◆ **Assignment**: Copy out the data below as written; omit any images.

═══ Data for analysis

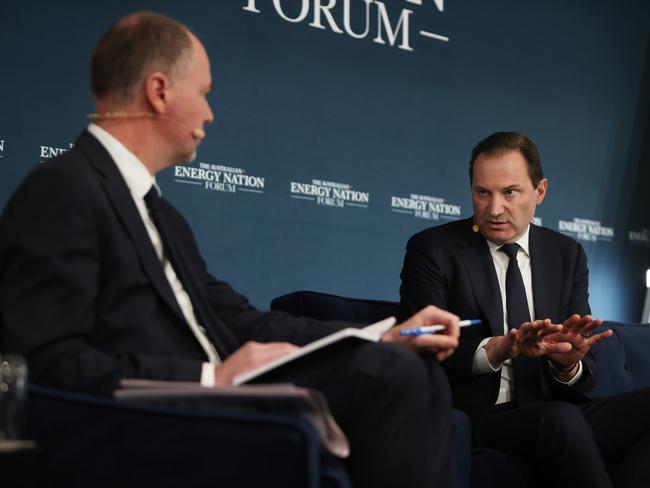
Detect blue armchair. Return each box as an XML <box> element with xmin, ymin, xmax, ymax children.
<box><xmin>588</xmin><ymin>322</ymin><xmax>650</xmax><ymax>397</ymax></box>
<box><xmin>23</xmin><ymin>384</ymin><xmax>351</xmax><ymax>488</ymax></box>
<box><xmin>271</xmin><ymin>290</ymin><xmax>650</xmax><ymax>488</ymax></box>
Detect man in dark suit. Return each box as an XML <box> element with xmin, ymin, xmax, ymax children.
<box><xmin>400</xmin><ymin>132</ymin><xmax>650</xmax><ymax>487</ymax></box>
<box><xmin>0</xmin><ymin>12</ymin><xmax>462</xmax><ymax>488</ymax></box>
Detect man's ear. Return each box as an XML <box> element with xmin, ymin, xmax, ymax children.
<box><xmin>535</xmin><ymin>178</ymin><xmax>548</xmax><ymax>205</ymax></box>
<box><xmin>144</xmin><ymin>71</ymin><xmax>170</xmax><ymax>115</ymax></box>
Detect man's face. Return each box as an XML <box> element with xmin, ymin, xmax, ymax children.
<box><xmin>471</xmin><ymin>150</ymin><xmax>547</xmax><ymax>245</ymax></box>
<box><xmin>166</xmin><ymin>34</ymin><xmax>214</xmax><ymax>163</ymax></box>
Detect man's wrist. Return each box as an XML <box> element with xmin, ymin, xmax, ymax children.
<box><xmin>548</xmin><ymin>360</ymin><xmax>579</xmax><ymax>375</ymax></box>
<box><xmin>485</xmin><ymin>336</ymin><xmax>510</xmax><ymax>366</ymax></box>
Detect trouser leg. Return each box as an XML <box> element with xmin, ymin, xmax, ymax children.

══════

◆ **Your response**:
Detect blue armchair. Return each box as an XML <box> element with xmin, ymin, xmax, ymax children.
<box><xmin>588</xmin><ymin>322</ymin><xmax>650</xmax><ymax>397</ymax></box>
<box><xmin>23</xmin><ymin>384</ymin><xmax>351</xmax><ymax>488</ymax></box>
<box><xmin>271</xmin><ymin>290</ymin><xmax>650</xmax><ymax>488</ymax></box>
Detect man in dark suit. Return each box as an XML <box> element with xmin, ymin, xmax, ymax children.
<box><xmin>400</xmin><ymin>132</ymin><xmax>650</xmax><ymax>487</ymax></box>
<box><xmin>0</xmin><ymin>12</ymin><xmax>462</xmax><ymax>488</ymax></box>
Detect man's ear. Return each box as an XML <box> element with xmin, ymin, xmax, ymax children.
<box><xmin>535</xmin><ymin>178</ymin><xmax>548</xmax><ymax>205</ymax></box>
<box><xmin>144</xmin><ymin>71</ymin><xmax>170</xmax><ymax>115</ymax></box>
Detect man's face. Return each box as an XML <box> element with xmin, ymin, xmax, ymax children.
<box><xmin>471</xmin><ymin>150</ymin><xmax>547</xmax><ymax>245</ymax></box>
<box><xmin>166</xmin><ymin>34</ymin><xmax>214</xmax><ymax>163</ymax></box>
Detect man's wrist. Return each box as an XML <box> element with xmin, ymin, xmax, ymax children.
<box><xmin>548</xmin><ymin>360</ymin><xmax>579</xmax><ymax>375</ymax></box>
<box><xmin>485</xmin><ymin>336</ymin><xmax>510</xmax><ymax>366</ymax></box>
Detect trouser leg. Return each box as an XML <box> element with xmin, ymin, xmax, ymax children.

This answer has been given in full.